**Exercise aim**
Swap "Tag" for "Mark" throughout the data below, then write out all the lines again with nothing else changed. Leave the pictures out of your answer.
─── Available data ───
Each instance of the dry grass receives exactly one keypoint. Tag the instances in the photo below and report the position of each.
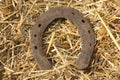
(61, 41)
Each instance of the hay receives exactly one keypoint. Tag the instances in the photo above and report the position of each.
(61, 41)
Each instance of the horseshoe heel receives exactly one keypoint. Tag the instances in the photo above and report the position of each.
(85, 31)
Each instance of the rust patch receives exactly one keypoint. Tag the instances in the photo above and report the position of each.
(85, 31)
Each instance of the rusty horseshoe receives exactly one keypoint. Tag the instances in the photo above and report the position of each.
(85, 31)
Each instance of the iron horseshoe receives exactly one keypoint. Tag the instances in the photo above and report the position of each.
(85, 31)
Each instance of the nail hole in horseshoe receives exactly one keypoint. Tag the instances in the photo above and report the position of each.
(83, 21)
(35, 47)
(39, 25)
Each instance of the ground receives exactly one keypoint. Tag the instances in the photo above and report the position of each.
(16, 59)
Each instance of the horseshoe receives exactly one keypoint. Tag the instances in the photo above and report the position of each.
(85, 31)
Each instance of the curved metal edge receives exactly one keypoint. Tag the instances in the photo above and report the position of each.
(85, 30)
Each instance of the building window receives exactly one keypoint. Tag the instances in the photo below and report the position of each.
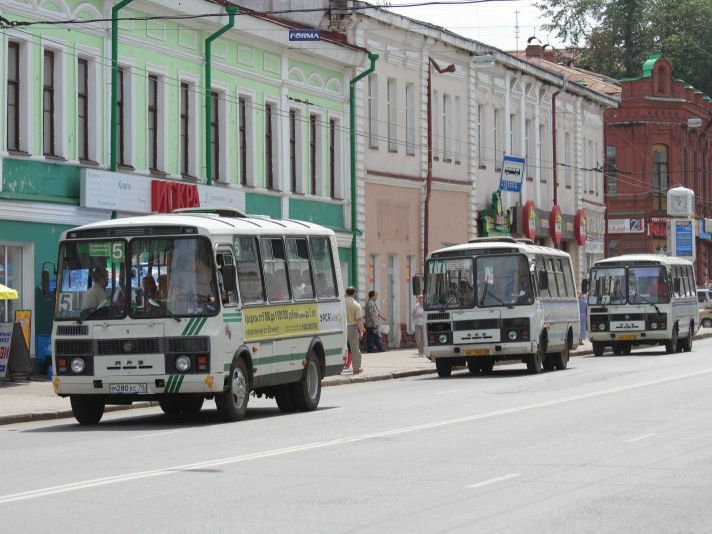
(185, 129)
(410, 119)
(13, 96)
(121, 117)
(446, 128)
(152, 122)
(48, 105)
(269, 147)
(82, 109)
(313, 141)
(215, 134)
(242, 139)
(294, 183)
(660, 177)
(373, 111)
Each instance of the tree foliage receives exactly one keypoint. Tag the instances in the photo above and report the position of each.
(615, 37)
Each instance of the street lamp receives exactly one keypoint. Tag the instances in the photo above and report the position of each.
(429, 176)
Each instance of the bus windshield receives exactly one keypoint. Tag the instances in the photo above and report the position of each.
(483, 281)
(633, 285)
(156, 277)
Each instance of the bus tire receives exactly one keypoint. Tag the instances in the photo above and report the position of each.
(536, 360)
(444, 367)
(307, 392)
(561, 360)
(232, 405)
(671, 344)
(597, 348)
(87, 409)
(285, 399)
(474, 366)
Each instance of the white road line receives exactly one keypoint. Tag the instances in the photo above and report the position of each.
(494, 480)
(55, 490)
(155, 434)
(646, 436)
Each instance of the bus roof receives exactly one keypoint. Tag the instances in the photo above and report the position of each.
(641, 259)
(207, 222)
(498, 245)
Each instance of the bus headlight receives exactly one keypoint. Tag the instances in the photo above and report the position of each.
(78, 365)
(182, 364)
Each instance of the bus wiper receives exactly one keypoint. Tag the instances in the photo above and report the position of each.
(169, 313)
(92, 311)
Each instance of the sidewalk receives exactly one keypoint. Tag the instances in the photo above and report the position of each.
───
**Response to this exercise**
Each instance of the dry grass receives exactly one keypoint. Mark the instances in the photo below and report the position of each.
(61, 41)
Each instance of the hay receives exactly one keypoint. Mark the instances in the photo above and report the position of each.
(61, 41)
Each instance of the horseshoe heel receives exactly one keypoint. Mark the instances in the photo above and report the position of each.
(85, 31)
Each instance of the rust patch receives exactly one keypoint. Mark the instances in the photo above and report the position of each.
(85, 31)
Each instance of the rusty horseshoe receives exactly one keypoint. Mark the instances in the photo above and report the position of each.
(85, 31)
Each instance of the iron horseshoe receives exactly one keypoint. Mark the instances in the photo above and report the position of each.
(85, 31)
Each instance of the nail hole in horseshoe receives exactly one keypoint. Mark the instances in the photo above and report the position of each.
(83, 21)
(35, 47)
(39, 25)
Each instance of the ground receives exactly one keypoint. Mark the instances in the photo above and report the position of each.
(16, 59)
Each instance of the horseshoe receives exactly one keypoint. Mark the instances in the photo above and report the position of each.
(85, 31)
Each instance of the curved metal edge receives exactly one keypoint. Mark the instances in the photo above and report the position of each.
(85, 30)
Each instance of the building window receives exactly one keypoint. Mark the instances in the photo below and report the position of each.
(185, 129)
(410, 119)
(13, 96)
(121, 117)
(446, 128)
(152, 122)
(48, 105)
(269, 147)
(82, 109)
(313, 141)
(215, 134)
(242, 139)
(294, 183)
(660, 177)
(373, 111)
Each instance of the tree foliage receives exactly one keypoint. Mark the instances in the photo above and report the position of each.
(615, 37)
Each instance of the street lamp receives exactly one keypoint. Mark the instances in the photo above and report the position of each.
(429, 176)
Each instance of the bus windshield receives exactly one keypoint. Mark the instances in the photo above and report the position of each.
(483, 281)
(633, 285)
(156, 277)
Each instance of the bus tire receives exactly one keypoint. Mark the instances in the photo above and report the position of each.
(536, 360)
(444, 367)
(307, 392)
(561, 360)
(232, 405)
(671, 344)
(597, 348)
(87, 409)
(285, 399)
(474, 366)
Each instance of the white road line receives exactly one keypoint. Mark the instances in the photo above and report the position of each.
(494, 480)
(55, 490)
(155, 434)
(646, 436)
Each instance of the bus roof receives exactly one keypoint. Mark the instances in the photo above and report the position of each.
(641, 259)
(207, 222)
(498, 245)
Each instance of the bus headlight receives exactly one keypoint. Mark the instances in the photo above and report the position of each.
(78, 365)
(182, 364)
Each instance of the bus wiper receives exactly one keypoint. Mark the instances in the photo above and report the position of each.
(169, 313)
(92, 311)
Each instance of the sidewalk receives exactly one keypoint. Mark the instances in the photo above and report the position of each.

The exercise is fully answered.